Data records
****************************************

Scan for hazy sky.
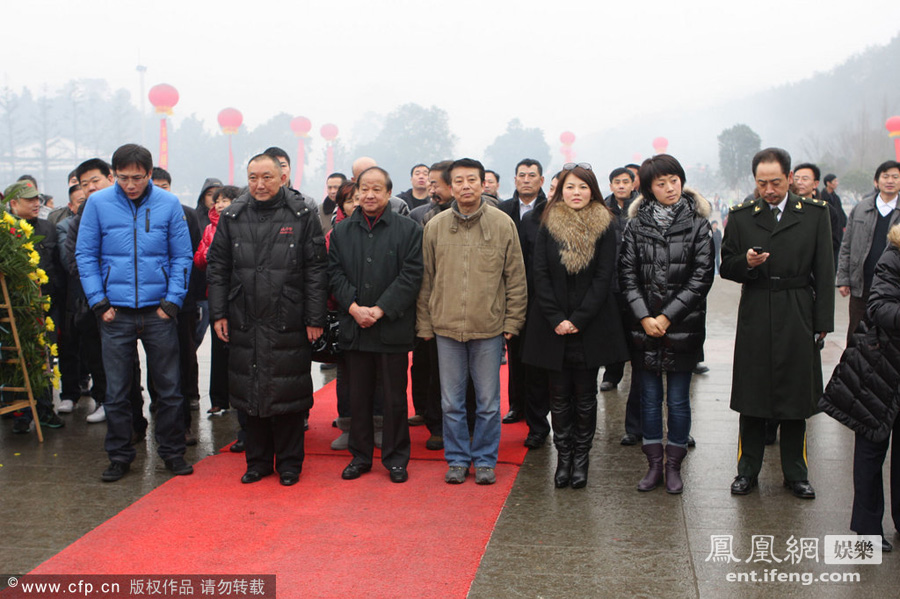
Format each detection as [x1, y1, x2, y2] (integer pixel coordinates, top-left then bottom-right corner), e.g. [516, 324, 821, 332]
[3, 0, 899, 159]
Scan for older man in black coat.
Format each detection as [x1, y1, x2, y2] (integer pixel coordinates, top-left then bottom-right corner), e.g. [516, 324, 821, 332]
[329, 167, 423, 483]
[207, 153, 328, 487]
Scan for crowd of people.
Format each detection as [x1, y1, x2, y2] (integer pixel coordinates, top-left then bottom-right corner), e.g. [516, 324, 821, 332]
[4, 143, 900, 549]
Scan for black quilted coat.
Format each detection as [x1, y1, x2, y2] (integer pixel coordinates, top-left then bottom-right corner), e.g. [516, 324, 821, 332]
[618, 189, 714, 373]
[206, 188, 328, 417]
[820, 228, 900, 443]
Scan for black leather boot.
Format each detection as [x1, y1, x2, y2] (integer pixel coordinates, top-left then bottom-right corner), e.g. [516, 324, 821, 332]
[550, 394, 574, 488]
[570, 392, 597, 489]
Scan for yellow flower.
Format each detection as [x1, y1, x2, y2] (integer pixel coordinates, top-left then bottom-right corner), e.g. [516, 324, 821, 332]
[37, 269, 48, 285]
[41, 297, 51, 312]
[22, 242, 34, 252]
[45, 316, 55, 332]
[29, 251, 40, 266]
[49, 343, 58, 357]
[37, 334, 46, 347]
[27, 271, 39, 282]
[3, 212, 15, 224]
[51, 365, 61, 389]
[19, 219, 33, 237]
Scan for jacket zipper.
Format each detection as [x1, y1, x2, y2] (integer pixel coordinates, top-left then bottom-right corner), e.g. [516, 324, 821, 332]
[133, 205, 139, 308]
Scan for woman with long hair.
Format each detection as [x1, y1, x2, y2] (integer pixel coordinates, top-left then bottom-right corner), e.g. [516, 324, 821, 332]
[619, 154, 714, 494]
[523, 164, 629, 488]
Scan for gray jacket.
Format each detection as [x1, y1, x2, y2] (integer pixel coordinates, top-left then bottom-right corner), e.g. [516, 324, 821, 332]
[836, 196, 900, 297]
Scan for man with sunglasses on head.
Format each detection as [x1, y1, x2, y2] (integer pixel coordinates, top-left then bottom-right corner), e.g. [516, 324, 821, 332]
[76, 144, 194, 483]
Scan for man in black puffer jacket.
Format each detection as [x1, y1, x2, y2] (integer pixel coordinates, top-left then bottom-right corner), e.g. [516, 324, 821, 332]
[207, 153, 328, 487]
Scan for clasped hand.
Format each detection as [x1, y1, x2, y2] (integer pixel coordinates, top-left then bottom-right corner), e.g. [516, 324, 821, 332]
[641, 315, 671, 338]
[350, 303, 384, 329]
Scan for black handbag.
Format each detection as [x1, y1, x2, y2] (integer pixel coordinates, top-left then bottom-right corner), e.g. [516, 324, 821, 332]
[311, 311, 342, 363]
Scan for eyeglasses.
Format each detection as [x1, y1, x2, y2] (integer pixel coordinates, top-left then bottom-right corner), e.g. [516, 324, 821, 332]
[115, 173, 147, 184]
[563, 163, 592, 171]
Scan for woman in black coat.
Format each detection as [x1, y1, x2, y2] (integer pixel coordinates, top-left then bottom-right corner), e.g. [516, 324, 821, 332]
[523, 164, 629, 489]
[619, 154, 714, 494]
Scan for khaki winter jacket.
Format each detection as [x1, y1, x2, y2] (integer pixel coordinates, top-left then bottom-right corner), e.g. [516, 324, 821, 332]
[417, 201, 527, 342]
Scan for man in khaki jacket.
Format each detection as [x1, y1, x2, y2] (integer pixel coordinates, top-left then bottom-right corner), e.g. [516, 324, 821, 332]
[417, 158, 527, 485]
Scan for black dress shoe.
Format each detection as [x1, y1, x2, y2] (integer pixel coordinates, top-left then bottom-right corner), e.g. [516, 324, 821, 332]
[502, 410, 523, 424]
[693, 363, 710, 375]
[280, 472, 300, 486]
[165, 457, 194, 476]
[241, 470, 272, 484]
[784, 479, 816, 499]
[101, 461, 130, 482]
[229, 440, 245, 453]
[620, 433, 641, 446]
[341, 462, 372, 480]
[882, 536, 893, 552]
[524, 433, 547, 449]
[687, 435, 696, 448]
[389, 466, 408, 483]
[599, 381, 616, 392]
[730, 475, 758, 495]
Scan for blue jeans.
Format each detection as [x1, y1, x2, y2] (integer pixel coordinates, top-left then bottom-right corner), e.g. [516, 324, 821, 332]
[435, 335, 503, 469]
[100, 309, 185, 463]
[639, 370, 692, 448]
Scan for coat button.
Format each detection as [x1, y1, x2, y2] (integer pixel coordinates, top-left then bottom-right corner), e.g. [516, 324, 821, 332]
[366, 257, 373, 263]
[368, 233, 374, 238]
[257, 266, 263, 272]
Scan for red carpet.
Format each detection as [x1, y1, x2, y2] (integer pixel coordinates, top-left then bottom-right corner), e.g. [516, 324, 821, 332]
[32, 366, 529, 599]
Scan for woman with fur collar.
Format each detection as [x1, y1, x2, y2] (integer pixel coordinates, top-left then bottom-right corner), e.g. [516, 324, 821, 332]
[523, 164, 629, 489]
[619, 154, 714, 494]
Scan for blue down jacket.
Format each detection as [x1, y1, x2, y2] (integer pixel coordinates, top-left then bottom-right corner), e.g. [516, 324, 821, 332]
[75, 181, 193, 310]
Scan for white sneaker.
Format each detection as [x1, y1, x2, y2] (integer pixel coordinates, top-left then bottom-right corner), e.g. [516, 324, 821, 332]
[57, 399, 75, 414]
[86, 404, 106, 423]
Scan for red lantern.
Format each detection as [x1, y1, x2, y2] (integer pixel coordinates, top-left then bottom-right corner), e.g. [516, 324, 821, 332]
[148, 84, 179, 170]
[218, 108, 243, 185]
[560, 131, 575, 145]
[321, 124, 339, 141]
[148, 83, 179, 115]
[218, 108, 243, 134]
[652, 136, 669, 154]
[291, 117, 312, 137]
[887, 116, 900, 161]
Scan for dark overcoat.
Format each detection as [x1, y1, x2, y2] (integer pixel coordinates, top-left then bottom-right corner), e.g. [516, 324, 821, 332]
[720, 192, 834, 419]
[522, 201, 629, 371]
[206, 189, 328, 417]
[328, 203, 423, 354]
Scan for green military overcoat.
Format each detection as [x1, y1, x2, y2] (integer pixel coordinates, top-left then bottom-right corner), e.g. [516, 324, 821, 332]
[720, 193, 835, 419]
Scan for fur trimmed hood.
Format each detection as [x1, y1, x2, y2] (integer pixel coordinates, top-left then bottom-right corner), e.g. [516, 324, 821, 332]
[543, 200, 613, 274]
[890, 224, 900, 249]
[627, 186, 711, 220]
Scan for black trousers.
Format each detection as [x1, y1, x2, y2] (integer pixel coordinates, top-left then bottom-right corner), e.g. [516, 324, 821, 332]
[75, 315, 106, 403]
[58, 310, 82, 401]
[851, 416, 900, 535]
[410, 338, 431, 417]
[245, 411, 305, 475]
[738, 415, 808, 481]
[602, 361, 625, 386]
[507, 334, 550, 437]
[346, 350, 411, 469]
[209, 327, 230, 410]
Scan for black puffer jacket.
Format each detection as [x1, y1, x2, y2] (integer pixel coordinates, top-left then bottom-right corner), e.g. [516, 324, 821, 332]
[820, 225, 900, 443]
[206, 188, 328, 417]
[618, 188, 714, 373]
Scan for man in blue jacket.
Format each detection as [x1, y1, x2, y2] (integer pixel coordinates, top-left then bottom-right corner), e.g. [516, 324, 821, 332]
[76, 144, 194, 482]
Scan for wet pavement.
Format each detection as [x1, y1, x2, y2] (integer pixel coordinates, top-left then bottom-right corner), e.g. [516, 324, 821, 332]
[1, 281, 898, 598]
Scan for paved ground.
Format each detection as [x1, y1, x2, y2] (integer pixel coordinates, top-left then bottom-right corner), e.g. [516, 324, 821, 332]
[1, 281, 898, 598]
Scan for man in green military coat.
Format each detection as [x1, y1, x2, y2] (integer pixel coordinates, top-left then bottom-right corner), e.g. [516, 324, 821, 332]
[720, 147, 834, 499]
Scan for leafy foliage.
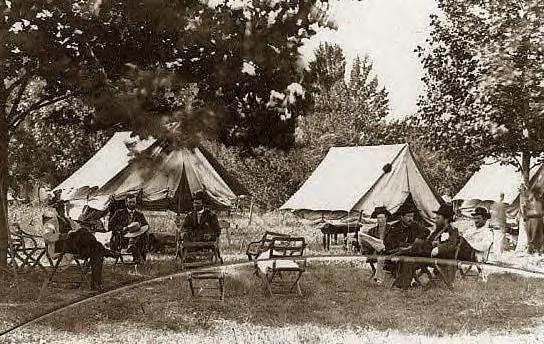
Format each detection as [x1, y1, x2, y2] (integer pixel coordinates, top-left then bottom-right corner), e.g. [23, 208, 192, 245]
[416, 0, 544, 181]
[210, 45, 397, 208]
[9, 98, 110, 189]
[0, 0, 335, 265]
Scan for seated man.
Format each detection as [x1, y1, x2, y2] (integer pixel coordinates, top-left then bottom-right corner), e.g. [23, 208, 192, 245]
[108, 194, 149, 264]
[385, 202, 430, 253]
[181, 191, 221, 242]
[394, 203, 459, 289]
[457, 207, 494, 263]
[42, 197, 116, 291]
[359, 206, 392, 284]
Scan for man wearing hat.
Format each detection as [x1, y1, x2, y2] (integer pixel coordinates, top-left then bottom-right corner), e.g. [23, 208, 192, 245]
[392, 203, 458, 289]
[109, 194, 150, 264]
[359, 206, 392, 284]
[42, 195, 115, 291]
[456, 207, 494, 263]
[181, 190, 221, 242]
[385, 201, 429, 252]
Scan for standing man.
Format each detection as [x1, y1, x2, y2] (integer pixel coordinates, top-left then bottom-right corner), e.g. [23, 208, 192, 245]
[109, 194, 149, 264]
[490, 193, 507, 254]
[182, 190, 221, 242]
[521, 187, 544, 254]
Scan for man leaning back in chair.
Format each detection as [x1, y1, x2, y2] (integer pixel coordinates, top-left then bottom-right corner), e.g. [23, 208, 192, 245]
[43, 193, 118, 291]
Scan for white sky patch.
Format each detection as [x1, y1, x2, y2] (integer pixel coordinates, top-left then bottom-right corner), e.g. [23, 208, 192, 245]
[299, 0, 440, 119]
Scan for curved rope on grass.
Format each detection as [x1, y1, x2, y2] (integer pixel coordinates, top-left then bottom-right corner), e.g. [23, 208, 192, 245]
[1, 254, 544, 337]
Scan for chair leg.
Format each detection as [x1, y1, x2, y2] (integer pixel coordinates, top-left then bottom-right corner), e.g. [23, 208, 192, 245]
[40, 254, 64, 294]
[434, 265, 454, 290]
[290, 270, 304, 296]
[261, 273, 274, 297]
[219, 276, 225, 301]
[188, 275, 196, 297]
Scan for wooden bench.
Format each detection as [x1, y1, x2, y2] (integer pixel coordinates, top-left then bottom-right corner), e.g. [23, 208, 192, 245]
[254, 237, 307, 297]
[246, 231, 290, 260]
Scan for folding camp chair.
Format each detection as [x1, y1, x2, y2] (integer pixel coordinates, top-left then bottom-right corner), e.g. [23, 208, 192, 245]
[8, 224, 49, 273]
[40, 248, 91, 292]
[178, 238, 225, 301]
[457, 234, 494, 280]
[246, 231, 290, 260]
[254, 237, 307, 297]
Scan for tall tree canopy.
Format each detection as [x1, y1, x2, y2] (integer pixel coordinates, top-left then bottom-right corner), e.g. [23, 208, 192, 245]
[0, 0, 333, 267]
[417, 0, 544, 252]
[417, 0, 544, 183]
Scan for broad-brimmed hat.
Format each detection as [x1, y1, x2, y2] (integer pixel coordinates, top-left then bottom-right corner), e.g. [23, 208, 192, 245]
[397, 201, 418, 215]
[371, 206, 392, 219]
[471, 207, 491, 219]
[47, 190, 68, 207]
[124, 223, 149, 238]
[434, 204, 454, 221]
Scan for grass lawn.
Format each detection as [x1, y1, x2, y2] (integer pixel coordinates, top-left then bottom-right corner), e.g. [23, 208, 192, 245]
[2, 257, 544, 344]
[4, 205, 544, 343]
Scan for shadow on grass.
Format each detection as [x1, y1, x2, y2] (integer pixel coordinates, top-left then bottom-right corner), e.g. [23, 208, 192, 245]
[17, 260, 544, 338]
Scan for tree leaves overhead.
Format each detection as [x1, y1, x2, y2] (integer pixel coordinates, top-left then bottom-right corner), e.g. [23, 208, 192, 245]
[2, 0, 333, 149]
[416, 0, 544, 179]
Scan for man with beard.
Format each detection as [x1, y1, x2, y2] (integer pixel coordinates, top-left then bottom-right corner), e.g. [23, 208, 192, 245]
[385, 202, 430, 252]
[393, 203, 459, 289]
[109, 194, 150, 264]
[181, 190, 221, 242]
[359, 206, 392, 284]
[43, 195, 118, 291]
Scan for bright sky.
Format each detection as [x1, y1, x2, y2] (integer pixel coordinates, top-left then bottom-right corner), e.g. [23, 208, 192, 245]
[299, 0, 440, 119]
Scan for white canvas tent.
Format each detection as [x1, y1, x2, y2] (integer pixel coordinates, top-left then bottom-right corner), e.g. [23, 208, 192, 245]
[280, 144, 443, 225]
[453, 158, 544, 220]
[54, 131, 248, 218]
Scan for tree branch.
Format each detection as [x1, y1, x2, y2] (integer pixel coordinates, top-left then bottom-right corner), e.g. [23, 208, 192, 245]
[7, 74, 31, 120]
[8, 92, 79, 132]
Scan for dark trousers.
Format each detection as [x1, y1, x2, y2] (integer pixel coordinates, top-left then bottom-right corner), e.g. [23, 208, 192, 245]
[393, 241, 434, 289]
[56, 231, 106, 288]
[110, 231, 148, 263]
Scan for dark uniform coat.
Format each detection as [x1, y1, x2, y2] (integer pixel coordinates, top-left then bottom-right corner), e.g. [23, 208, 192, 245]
[182, 209, 221, 242]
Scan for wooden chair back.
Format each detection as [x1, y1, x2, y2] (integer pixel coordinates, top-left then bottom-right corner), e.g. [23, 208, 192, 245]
[180, 241, 221, 270]
[268, 237, 306, 258]
[260, 231, 290, 250]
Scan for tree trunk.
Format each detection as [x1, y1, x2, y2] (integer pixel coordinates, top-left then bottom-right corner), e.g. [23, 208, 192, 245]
[515, 152, 531, 253]
[0, 114, 9, 267]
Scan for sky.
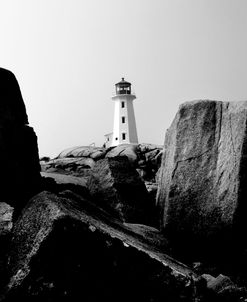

****************************************

# EXERCISE
Set down, word for word, the line that holds "Scan for dark trousers." and all lines after it to the end of the entries above, but not the pictures.

# SOLUTION FOR THIS TASK
Scan for dark trousers.
Format each detection as [x1, y1, x2, y2] (integer pixel coordinates, top-left then bottom-right corner), e.g. [23, 208, 192, 245]
[393, 241, 434, 289]
[56, 231, 106, 288]
[110, 231, 148, 263]
Scan for dark uniform coat.
Format each detection as [x1, y1, x2, y2] (integer pixel coordinates, top-left then bottom-right corner), e.g. [23, 208, 192, 245]
[182, 209, 221, 242]
Scan for wooden chair back.
Format each detection as [x1, y1, x2, y2] (integer pixel coordinates, top-left then bottom-right corner), e.g. [23, 208, 192, 245]
[180, 241, 221, 270]
[268, 237, 306, 258]
[260, 231, 290, 250]
Scan for tree trunk.
Format each detection as [x1, y1, x2, y2] (integer pixel coordinates, top-left then bottom-right corner), e.g. [23, 208, 192, 245]
[515, 152, 531, 253]
[0, 114, 9, 267]
Scan for sky.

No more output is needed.